WHAT THE TASK ASKS.
Collect and copy out every line below that contains the string "desk". Case counts, so only matches with the same capitalization qualify.

Image box annotation records.
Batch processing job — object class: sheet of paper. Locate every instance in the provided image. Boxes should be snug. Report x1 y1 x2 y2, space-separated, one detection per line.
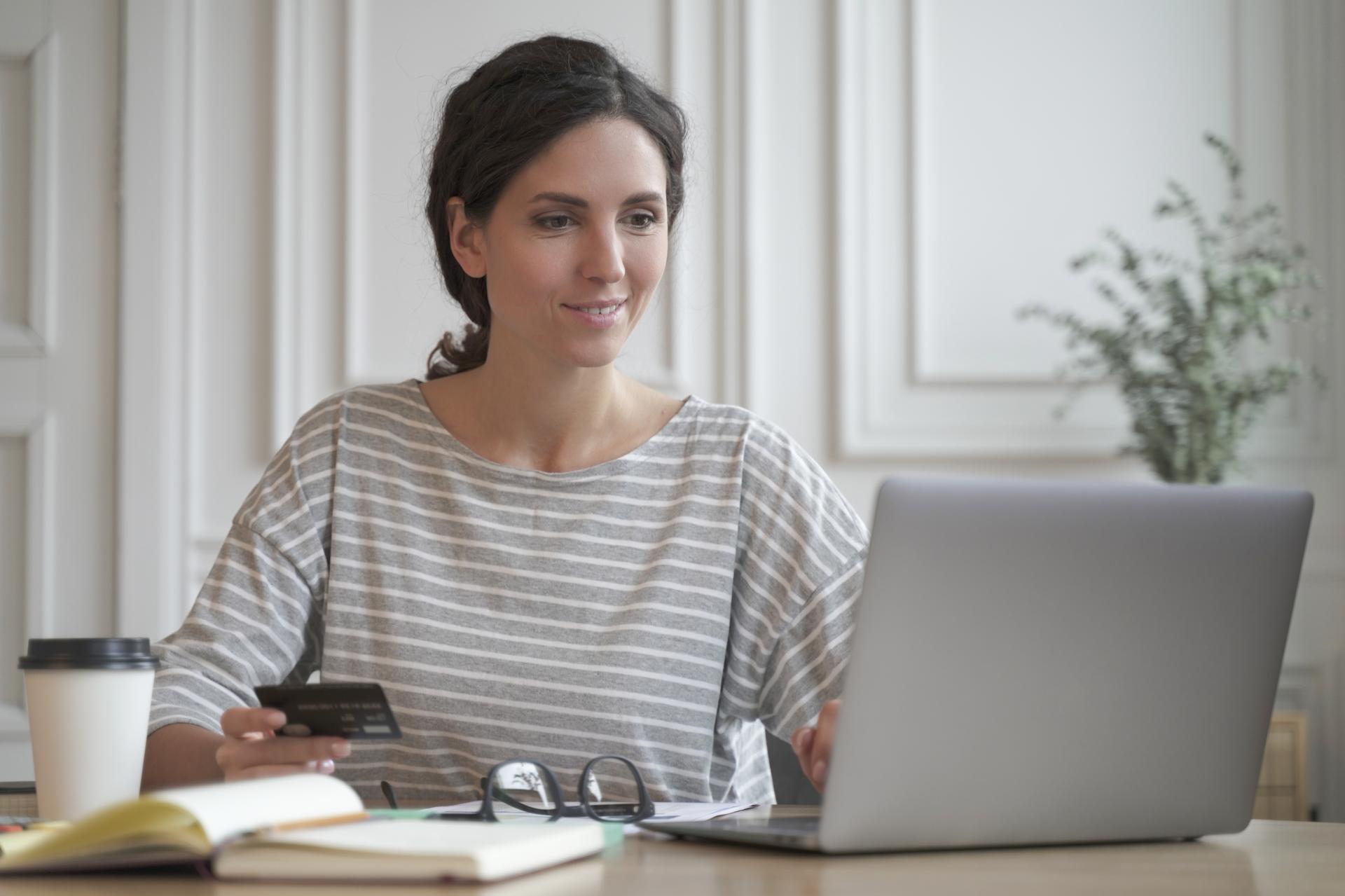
430 801 756 837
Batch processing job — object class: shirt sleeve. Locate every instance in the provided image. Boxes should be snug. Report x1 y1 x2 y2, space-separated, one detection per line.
149 399 338 733
722 421 869 740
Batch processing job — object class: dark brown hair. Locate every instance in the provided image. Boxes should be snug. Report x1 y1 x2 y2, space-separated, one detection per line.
425 35 686 380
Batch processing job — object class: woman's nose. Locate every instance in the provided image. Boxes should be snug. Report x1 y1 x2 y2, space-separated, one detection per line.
581 221 626 282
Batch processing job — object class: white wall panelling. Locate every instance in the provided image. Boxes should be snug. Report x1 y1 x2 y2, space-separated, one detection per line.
117 0 199 637
0 0 118 779
0 406 60 772
835 0 1342 460
0 34 59 357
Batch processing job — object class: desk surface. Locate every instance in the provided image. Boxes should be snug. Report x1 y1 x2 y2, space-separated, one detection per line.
0 820 1345 896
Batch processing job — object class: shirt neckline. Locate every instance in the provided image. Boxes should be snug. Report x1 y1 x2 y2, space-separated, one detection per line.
402 377 701 483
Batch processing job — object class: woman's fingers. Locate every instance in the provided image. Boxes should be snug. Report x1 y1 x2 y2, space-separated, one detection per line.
215 706 350 780
225 759 336 780
808 700 841 791
219 706 285 737
221 737 350 766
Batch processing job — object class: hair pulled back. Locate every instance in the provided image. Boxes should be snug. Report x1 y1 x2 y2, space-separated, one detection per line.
425 35 686 380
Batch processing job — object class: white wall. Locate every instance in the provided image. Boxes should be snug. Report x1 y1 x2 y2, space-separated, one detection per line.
117 0 1345 820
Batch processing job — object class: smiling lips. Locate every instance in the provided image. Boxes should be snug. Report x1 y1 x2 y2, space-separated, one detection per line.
565 298 626 317
561 298 626 330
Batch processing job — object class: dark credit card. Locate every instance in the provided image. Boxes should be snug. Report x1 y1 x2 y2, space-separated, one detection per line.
253 684 402 740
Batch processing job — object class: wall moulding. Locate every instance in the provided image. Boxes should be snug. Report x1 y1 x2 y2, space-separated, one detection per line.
832 0 1345 462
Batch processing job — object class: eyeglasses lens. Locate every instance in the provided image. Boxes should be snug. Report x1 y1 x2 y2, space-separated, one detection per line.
490 763 561 823
580 759 640 822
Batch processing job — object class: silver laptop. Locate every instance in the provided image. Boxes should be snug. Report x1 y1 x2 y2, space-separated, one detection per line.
644 476 1313 853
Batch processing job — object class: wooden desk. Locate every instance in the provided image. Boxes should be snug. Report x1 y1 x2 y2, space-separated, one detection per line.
0 820 1345 896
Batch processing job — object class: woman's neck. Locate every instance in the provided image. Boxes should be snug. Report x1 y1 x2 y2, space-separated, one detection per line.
421 341 664 472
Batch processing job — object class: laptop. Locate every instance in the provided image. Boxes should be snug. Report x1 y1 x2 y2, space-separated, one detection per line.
642 476 1313 853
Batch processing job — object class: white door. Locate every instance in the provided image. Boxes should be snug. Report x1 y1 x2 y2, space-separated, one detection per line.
0 0 120 780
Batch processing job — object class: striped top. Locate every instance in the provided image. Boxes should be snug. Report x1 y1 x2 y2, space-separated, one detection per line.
149 380 867 803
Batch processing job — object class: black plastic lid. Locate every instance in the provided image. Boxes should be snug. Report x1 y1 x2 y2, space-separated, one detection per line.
19 637 159 668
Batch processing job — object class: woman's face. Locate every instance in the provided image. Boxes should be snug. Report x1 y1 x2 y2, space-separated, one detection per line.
453 118 668 367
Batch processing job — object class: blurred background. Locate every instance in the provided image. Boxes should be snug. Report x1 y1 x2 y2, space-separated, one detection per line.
0 0 1345 820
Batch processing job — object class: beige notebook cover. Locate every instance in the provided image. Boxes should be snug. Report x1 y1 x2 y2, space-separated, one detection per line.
0 775 604 880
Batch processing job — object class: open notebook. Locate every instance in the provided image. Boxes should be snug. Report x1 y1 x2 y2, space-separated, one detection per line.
0 775 607 881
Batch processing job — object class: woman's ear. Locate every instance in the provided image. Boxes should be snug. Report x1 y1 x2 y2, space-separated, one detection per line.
448 196 485 277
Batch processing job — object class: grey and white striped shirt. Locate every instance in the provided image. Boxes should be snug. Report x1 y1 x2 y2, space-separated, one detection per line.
149 380 867 802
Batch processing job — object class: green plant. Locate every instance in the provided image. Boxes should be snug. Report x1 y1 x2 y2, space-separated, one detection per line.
1018 133 1326 483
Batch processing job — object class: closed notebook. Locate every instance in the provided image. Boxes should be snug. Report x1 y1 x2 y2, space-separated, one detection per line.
0 775 604 881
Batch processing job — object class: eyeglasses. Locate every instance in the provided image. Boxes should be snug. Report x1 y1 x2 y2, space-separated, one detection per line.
379 756 654 823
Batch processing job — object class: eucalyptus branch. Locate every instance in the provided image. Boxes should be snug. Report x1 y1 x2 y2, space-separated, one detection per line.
1018 133 1326 483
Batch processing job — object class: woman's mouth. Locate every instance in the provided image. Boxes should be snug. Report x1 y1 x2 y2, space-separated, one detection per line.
561 298 626 330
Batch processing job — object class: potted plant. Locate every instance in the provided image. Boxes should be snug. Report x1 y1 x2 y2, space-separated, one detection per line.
1018 133 1326 483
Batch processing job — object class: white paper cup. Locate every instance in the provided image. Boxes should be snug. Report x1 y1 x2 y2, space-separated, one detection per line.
19 637 159 820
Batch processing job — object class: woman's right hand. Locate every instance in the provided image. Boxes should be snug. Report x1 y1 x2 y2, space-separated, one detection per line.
215 706 350 780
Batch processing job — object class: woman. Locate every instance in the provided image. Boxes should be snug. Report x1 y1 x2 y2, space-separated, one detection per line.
144 36 867 802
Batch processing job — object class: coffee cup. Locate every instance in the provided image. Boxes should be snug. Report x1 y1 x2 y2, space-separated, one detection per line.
19 637 159 820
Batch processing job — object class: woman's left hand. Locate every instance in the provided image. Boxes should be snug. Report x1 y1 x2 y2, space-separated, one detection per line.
789 700 841 794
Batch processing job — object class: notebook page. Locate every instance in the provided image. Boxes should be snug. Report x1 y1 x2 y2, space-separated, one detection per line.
148 775 364 846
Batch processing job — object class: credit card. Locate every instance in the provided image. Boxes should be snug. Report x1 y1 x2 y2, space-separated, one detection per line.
253 682 402 740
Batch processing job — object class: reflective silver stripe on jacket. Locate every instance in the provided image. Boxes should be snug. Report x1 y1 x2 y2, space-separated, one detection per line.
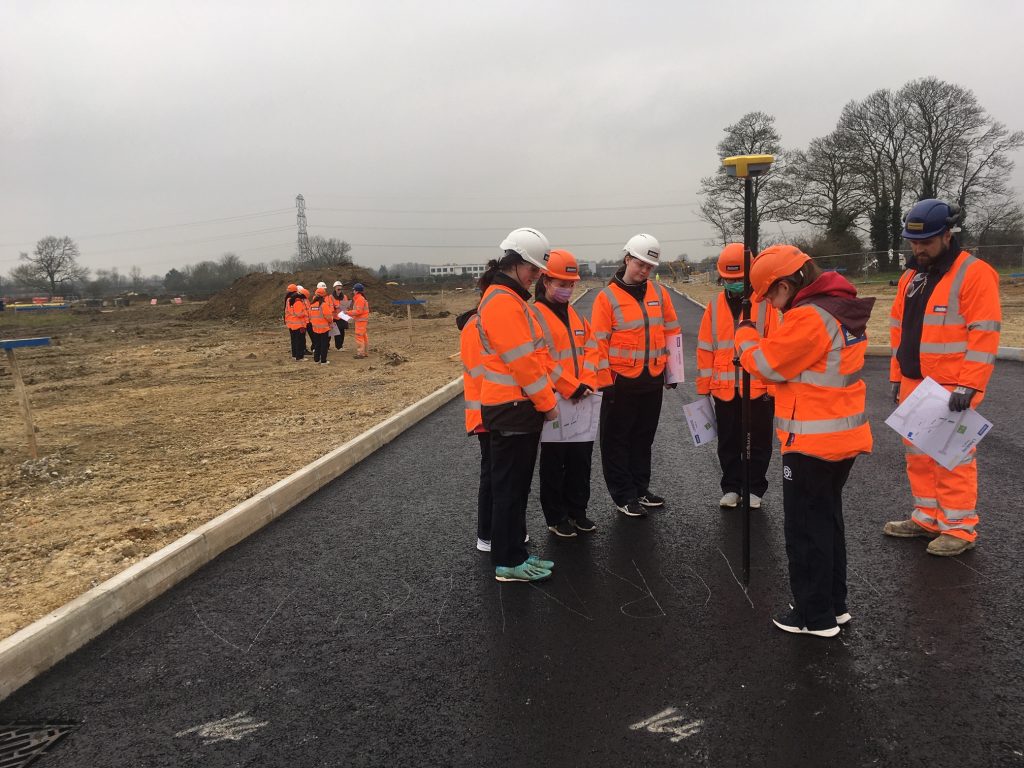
775 412 867 434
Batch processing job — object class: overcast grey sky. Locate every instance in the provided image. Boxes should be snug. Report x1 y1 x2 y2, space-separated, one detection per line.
0 0 1024 274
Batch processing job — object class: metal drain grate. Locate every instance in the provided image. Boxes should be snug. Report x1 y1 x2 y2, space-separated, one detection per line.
0 723 78 768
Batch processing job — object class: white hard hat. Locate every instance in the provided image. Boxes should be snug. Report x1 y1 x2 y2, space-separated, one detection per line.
623 234 662 266
499 226 551 269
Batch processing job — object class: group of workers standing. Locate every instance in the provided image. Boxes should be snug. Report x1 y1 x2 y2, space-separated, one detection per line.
285 281 370 366
458 200 1001 637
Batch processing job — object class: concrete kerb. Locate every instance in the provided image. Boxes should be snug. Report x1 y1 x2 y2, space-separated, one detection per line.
0 377 462 700
683 293 1024 362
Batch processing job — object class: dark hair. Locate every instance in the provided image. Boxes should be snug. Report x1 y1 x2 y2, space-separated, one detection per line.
476 259 500 294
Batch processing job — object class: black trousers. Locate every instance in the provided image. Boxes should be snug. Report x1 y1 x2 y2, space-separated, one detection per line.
601 384 664 507
715 395 775 496
288 328 306 360
476 432 494 542
490 432 541 567
782 453 854 630
313 331 331 362
541 441 594 525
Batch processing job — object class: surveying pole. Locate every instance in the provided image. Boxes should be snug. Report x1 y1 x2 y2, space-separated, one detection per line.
722 155 775 587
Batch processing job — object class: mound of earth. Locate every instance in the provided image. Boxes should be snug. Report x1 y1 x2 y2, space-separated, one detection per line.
189 264 425 323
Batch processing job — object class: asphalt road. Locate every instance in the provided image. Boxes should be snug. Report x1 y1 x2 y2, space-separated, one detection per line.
0 290 1024 768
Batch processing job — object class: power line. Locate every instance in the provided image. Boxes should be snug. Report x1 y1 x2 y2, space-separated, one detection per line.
310 219 706 232
306 200 699 215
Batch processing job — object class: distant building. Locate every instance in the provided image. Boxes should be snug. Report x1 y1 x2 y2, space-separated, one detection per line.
430 264 487 278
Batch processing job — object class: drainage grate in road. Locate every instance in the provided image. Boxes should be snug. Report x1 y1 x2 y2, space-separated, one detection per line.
0 723 78 768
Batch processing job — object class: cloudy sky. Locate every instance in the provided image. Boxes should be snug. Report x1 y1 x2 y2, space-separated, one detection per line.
0 0 1024 274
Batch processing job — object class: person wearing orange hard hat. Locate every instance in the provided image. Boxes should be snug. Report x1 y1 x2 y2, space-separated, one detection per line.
696 243 778 509
735 245 874 637
309 286 333 366
285 286 309 362
532 249 597 539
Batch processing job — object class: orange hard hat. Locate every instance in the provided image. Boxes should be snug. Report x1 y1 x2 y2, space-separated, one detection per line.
751 245 811 301
544 248 580 281
718 243 743 280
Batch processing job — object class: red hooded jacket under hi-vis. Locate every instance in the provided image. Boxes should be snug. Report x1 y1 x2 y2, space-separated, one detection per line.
736 272 874 461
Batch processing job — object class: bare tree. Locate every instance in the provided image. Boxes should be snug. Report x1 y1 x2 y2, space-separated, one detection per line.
836 89 914 270
900 78 1024 222
786 132 869 238
699 112 797 251
11 236 89 295
300 234 352 268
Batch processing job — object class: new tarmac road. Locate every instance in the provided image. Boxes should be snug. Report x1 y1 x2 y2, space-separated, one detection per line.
0 290 1024 768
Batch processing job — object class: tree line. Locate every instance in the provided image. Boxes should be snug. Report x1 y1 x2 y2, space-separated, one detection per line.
699 78 1024 271
0 236 352 299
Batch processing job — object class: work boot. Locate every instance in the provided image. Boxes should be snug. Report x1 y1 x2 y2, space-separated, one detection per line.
882 520 938 539
928 534 974 557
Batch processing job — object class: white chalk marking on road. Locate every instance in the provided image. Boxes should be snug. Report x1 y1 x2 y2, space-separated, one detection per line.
630 707 703 743
715 547 754 608
174 712 270 744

WRITTEN ANSWER.
Batch processing job — object class: desk surface. Locate every instance in the provided image. Boxes should be snug. Report x1 y1 x2 y2, space-separated, one detection per line.
Batch processing job — object class: wooden desk. Locate every instance in the provided image. Boxes should be snug. Report x1 y1 x2 y2, space-separated, one detection per line.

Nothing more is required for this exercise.